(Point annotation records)
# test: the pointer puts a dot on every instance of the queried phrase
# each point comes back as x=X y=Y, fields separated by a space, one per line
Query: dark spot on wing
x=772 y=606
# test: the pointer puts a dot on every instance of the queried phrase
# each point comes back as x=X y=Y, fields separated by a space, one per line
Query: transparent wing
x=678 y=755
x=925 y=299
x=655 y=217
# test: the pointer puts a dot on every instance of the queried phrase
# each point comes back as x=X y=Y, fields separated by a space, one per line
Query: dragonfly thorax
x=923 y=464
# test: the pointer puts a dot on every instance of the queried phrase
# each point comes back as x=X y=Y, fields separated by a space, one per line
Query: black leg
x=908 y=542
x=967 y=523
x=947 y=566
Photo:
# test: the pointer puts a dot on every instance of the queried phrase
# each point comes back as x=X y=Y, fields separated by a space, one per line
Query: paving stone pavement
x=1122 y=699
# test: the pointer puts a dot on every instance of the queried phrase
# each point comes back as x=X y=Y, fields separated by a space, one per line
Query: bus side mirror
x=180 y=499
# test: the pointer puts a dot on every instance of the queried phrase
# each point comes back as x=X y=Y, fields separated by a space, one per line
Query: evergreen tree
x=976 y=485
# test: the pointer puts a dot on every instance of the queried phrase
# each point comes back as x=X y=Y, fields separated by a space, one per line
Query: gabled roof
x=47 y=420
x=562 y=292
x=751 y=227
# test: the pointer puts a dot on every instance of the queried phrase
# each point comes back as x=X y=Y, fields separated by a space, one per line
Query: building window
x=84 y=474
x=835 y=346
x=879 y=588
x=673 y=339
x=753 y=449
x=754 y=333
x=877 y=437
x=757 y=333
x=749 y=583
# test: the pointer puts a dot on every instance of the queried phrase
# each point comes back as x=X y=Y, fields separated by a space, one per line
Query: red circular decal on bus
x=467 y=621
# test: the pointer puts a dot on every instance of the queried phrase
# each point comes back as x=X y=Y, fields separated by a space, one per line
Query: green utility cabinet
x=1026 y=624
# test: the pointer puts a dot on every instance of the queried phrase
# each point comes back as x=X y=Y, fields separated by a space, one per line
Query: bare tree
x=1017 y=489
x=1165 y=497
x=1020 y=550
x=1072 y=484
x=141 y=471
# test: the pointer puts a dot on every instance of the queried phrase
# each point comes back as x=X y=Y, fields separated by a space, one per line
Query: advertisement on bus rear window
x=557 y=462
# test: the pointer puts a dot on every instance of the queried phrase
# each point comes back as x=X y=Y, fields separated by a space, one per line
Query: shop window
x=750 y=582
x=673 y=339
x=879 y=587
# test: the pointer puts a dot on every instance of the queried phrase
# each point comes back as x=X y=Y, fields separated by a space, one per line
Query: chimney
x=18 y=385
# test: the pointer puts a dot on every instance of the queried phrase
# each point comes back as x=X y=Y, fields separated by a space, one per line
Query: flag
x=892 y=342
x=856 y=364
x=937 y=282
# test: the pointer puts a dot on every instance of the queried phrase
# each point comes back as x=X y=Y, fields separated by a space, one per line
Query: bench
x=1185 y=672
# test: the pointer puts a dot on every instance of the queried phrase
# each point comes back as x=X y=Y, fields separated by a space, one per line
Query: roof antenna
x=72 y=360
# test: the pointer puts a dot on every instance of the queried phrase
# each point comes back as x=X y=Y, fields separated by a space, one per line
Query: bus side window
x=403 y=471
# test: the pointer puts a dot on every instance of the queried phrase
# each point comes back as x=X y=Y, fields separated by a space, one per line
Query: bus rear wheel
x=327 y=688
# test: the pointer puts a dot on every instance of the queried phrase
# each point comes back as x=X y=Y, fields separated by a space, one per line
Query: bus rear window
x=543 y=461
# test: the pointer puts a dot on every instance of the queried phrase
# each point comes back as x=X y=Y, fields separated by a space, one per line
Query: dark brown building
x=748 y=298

• WORK TO BE COMPLETED: Write out the data above verbatim, starting at its very first line and ending with the line that contains "x=655 y=217".

• TASK RESULT:
# test: the pointer puts a dot on every instance of the queried phrase
# each point comes back as x=X y=Y, fields separated by a space, one per line
Query: dark spot on wing
x=772 y=606
# test: the pointer puts a dot on every instance of the queried phrase
# each point comes back as x=X y=Y, fields separated by a space, one per line
Query: transparent wing
x=678 y=755
x=925 y=299
x=655 y=217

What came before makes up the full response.